- Soal yang Diberikan a:
Menurut kutipan dokumen, siapa yang menjadi tetangga Lubis selama karantina politik di Cipayung?

Begitu pula ketika Lubis melibatkan diri dalam PRRI. Zaenab tetap mendukung dan memahami pilihan politiknya, bahkan ikut menanggung beban. Zaenab ikut keluar-masuk hutan. PRRI gagal, Lubis menyerah dan menjalani karantina politik di Cipayung. Di sana dia bertetangga dengan Ahmad Husen, rekannya di PRRI. Salah seorang anaknya, Merinka, lahir semasa Lubis di Cipayung.
Setelah sekira dua tahun, Lubis tinggal bersama keluarganya di Cipayung namun kembali harus berpisah karena masuk penjara. Ketika Lubis ditahan di RTM Budi Utomo, istrinya kerap mengajak anak-anak menengoknya. “Saya kan waktu ayah di penjara juga suka dibawa sama ibu nengok,” ujar Furqan. Sejumlah temannya juga kerap menengok, antara lain Kemal Idris dan Ventje Sumual.
Selepas dari penjara, Lubis baru bisa mencurahkan perhatian penuh pada anak-anaknya. Di mata anak-anaknya, Lubis adalah ayah yang bijaksana, penyayang, dan penuh perhatian. Dia menyempatkan waktu menanyakan dan membantu pekerjaan rumah anak-anaknya.
Lubis juga selalu mencontohkan kedisiplinan dan kemandirian. Tak ada yang tidur sebelum jam sepuluh. Lubis akan memastikan anak-anaknya belajar. Dia memberi tanggung jawab untuk mengurusi rumah. Setiap anak memiliki tugas masing-masing. “Waktu di Yogya, ayah pun sudah hidup mandiri,” ujar Lubis kepada anak-anaknya sebagaimana ditirukan Furqan.

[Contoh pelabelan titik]
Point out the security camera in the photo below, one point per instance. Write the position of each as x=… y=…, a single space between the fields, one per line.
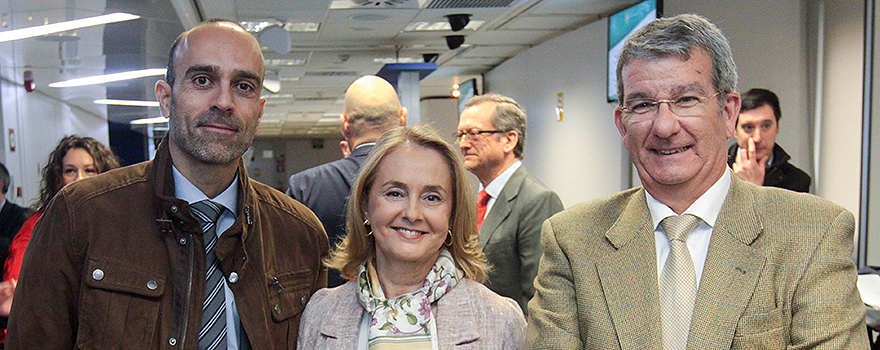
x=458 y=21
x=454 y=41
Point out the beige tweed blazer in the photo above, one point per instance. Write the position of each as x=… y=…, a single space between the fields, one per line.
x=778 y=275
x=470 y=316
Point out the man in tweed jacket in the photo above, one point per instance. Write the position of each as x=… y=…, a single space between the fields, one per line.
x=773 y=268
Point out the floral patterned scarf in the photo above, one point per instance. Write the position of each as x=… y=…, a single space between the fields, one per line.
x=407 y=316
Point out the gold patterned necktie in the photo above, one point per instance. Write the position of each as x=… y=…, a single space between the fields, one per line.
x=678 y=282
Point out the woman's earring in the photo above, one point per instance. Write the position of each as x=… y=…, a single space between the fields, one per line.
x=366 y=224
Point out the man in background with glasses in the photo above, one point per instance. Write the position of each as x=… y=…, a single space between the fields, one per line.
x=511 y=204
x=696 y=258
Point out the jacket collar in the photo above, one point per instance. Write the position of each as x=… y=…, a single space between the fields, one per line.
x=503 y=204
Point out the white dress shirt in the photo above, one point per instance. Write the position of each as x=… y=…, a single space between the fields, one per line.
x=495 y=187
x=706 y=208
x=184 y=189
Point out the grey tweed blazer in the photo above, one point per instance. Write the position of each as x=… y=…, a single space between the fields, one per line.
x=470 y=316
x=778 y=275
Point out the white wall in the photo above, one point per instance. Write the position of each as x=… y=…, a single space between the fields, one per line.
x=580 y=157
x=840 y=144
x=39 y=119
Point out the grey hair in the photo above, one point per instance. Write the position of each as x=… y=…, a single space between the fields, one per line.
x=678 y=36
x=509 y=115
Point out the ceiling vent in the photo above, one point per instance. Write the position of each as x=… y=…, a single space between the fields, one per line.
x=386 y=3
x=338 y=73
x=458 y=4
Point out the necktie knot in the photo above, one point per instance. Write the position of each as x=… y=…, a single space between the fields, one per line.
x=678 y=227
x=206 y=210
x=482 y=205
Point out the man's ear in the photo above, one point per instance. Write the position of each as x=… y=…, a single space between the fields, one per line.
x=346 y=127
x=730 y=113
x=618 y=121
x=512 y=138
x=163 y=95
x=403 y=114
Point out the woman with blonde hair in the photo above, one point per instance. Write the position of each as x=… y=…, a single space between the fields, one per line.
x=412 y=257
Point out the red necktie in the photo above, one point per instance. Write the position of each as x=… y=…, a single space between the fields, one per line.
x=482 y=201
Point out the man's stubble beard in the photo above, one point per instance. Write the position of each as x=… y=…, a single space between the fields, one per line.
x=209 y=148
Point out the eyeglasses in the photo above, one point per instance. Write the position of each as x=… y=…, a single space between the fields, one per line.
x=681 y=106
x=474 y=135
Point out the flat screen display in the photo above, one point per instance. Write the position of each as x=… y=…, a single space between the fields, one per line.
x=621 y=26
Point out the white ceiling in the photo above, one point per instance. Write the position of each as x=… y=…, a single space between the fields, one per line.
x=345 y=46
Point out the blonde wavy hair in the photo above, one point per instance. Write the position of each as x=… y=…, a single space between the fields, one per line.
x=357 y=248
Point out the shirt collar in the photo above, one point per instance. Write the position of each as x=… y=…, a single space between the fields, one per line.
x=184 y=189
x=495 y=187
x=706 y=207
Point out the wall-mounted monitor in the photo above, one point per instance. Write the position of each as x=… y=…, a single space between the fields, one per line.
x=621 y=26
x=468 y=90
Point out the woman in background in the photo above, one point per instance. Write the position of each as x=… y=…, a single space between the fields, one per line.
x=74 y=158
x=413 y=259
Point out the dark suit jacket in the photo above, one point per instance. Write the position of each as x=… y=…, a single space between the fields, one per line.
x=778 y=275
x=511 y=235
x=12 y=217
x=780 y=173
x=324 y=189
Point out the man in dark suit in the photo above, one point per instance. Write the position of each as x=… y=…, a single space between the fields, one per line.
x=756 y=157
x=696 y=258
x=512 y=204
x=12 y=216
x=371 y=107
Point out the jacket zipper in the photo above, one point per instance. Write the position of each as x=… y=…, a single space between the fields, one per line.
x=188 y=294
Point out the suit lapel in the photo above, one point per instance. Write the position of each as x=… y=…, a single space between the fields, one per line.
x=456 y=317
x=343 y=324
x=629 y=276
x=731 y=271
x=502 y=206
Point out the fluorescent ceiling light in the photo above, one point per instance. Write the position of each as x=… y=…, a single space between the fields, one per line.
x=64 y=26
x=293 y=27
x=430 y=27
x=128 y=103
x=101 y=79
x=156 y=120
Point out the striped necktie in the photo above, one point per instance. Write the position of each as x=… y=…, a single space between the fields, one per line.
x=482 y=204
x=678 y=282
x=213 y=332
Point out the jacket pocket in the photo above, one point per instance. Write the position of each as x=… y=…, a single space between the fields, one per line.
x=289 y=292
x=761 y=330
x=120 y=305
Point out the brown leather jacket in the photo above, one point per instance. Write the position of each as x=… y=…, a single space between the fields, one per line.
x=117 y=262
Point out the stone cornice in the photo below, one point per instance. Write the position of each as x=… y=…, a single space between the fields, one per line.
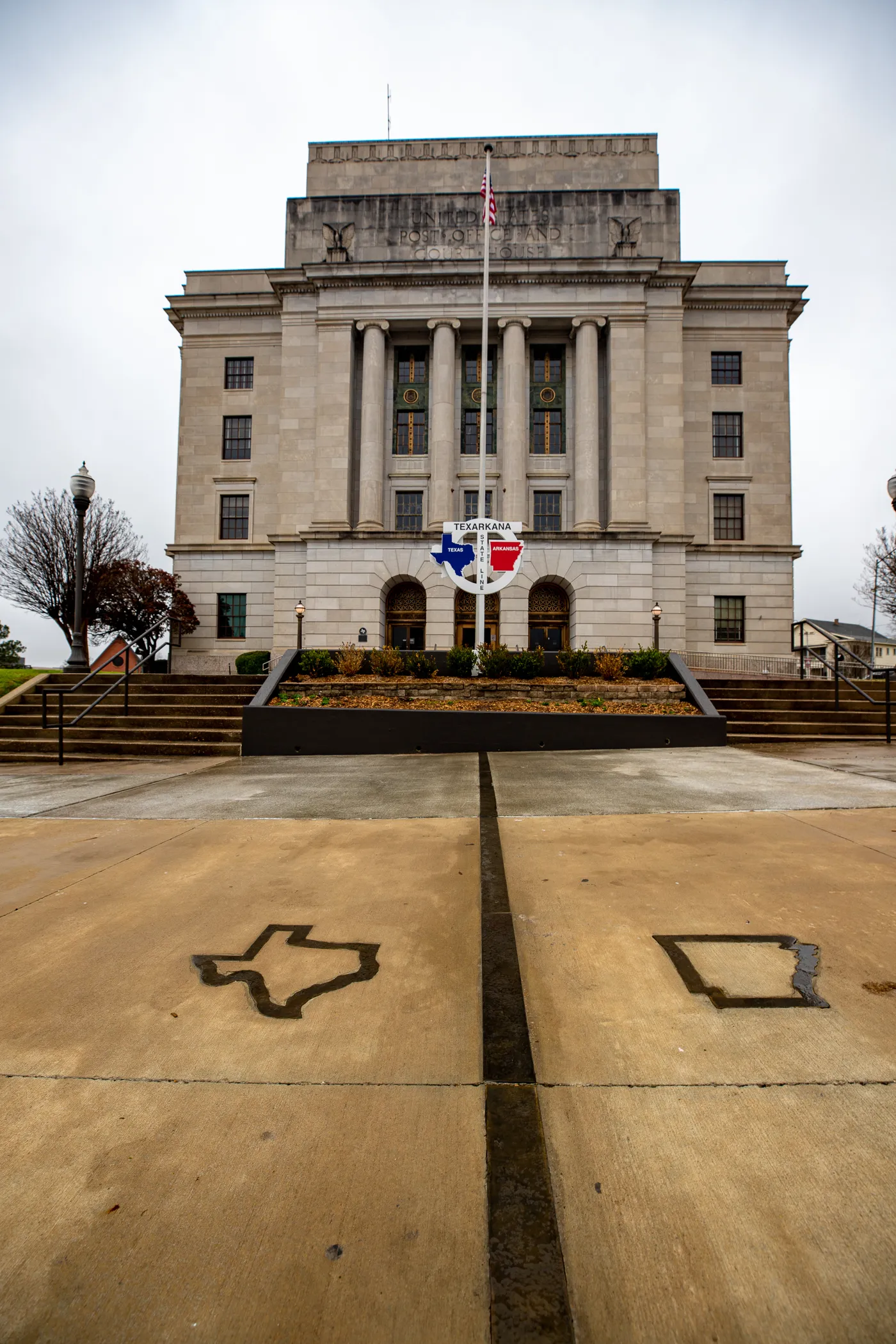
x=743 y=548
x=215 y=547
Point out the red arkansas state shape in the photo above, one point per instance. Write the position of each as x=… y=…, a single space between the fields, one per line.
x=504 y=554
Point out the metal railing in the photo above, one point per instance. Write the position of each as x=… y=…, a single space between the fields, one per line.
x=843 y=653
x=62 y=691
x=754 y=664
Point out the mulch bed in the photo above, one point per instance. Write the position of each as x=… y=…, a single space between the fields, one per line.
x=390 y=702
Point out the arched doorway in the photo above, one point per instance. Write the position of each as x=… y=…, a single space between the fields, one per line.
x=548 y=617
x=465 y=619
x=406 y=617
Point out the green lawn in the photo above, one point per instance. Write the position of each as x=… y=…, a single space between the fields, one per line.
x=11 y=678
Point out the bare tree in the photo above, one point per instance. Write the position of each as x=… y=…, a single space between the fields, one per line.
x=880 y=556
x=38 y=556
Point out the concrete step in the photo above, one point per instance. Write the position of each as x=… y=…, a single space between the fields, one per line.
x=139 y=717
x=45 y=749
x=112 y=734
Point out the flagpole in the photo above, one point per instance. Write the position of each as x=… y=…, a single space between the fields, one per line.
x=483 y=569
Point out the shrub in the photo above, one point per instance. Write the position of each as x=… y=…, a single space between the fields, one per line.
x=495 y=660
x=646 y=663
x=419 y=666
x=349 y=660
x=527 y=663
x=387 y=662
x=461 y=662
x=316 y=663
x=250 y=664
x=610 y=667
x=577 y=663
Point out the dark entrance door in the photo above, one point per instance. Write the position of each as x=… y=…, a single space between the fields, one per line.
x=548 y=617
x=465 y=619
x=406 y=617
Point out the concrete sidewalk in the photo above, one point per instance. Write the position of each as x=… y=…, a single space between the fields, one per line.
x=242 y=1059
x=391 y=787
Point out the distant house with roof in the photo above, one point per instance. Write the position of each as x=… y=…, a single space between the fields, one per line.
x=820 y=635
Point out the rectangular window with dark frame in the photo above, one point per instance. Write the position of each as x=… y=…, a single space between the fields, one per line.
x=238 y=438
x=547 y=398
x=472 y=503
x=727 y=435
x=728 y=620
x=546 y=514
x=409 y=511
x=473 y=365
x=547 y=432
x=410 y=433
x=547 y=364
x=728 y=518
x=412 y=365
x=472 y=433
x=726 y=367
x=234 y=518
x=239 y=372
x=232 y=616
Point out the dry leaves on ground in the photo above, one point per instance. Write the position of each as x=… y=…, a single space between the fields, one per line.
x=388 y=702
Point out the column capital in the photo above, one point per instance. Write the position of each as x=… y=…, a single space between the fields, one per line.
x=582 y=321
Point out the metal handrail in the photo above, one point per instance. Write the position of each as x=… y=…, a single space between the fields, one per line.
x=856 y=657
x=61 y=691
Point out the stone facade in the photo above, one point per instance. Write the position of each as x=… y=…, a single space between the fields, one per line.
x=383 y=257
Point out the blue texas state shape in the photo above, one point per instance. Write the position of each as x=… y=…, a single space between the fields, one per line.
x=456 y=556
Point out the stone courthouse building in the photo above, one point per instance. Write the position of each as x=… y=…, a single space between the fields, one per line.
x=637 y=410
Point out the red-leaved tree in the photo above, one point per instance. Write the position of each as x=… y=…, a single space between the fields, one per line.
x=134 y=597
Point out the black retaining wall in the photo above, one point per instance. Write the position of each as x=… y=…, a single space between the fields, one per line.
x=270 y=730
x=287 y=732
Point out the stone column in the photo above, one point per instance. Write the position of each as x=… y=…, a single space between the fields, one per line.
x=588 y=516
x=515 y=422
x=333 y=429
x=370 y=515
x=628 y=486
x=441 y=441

- Soal yang Diberikan b:
Kumpulkan setiap baris entri yang memuat kata "mulch".

- Hasil Latihan a:
Ahmad Husen, rekan Lubis di PRRI.

- Hasil Latihan b:
Point out the mulch bed in the photo above, one point per instance. Write the position of each as x=… y=…, a single space between the fields, one per line.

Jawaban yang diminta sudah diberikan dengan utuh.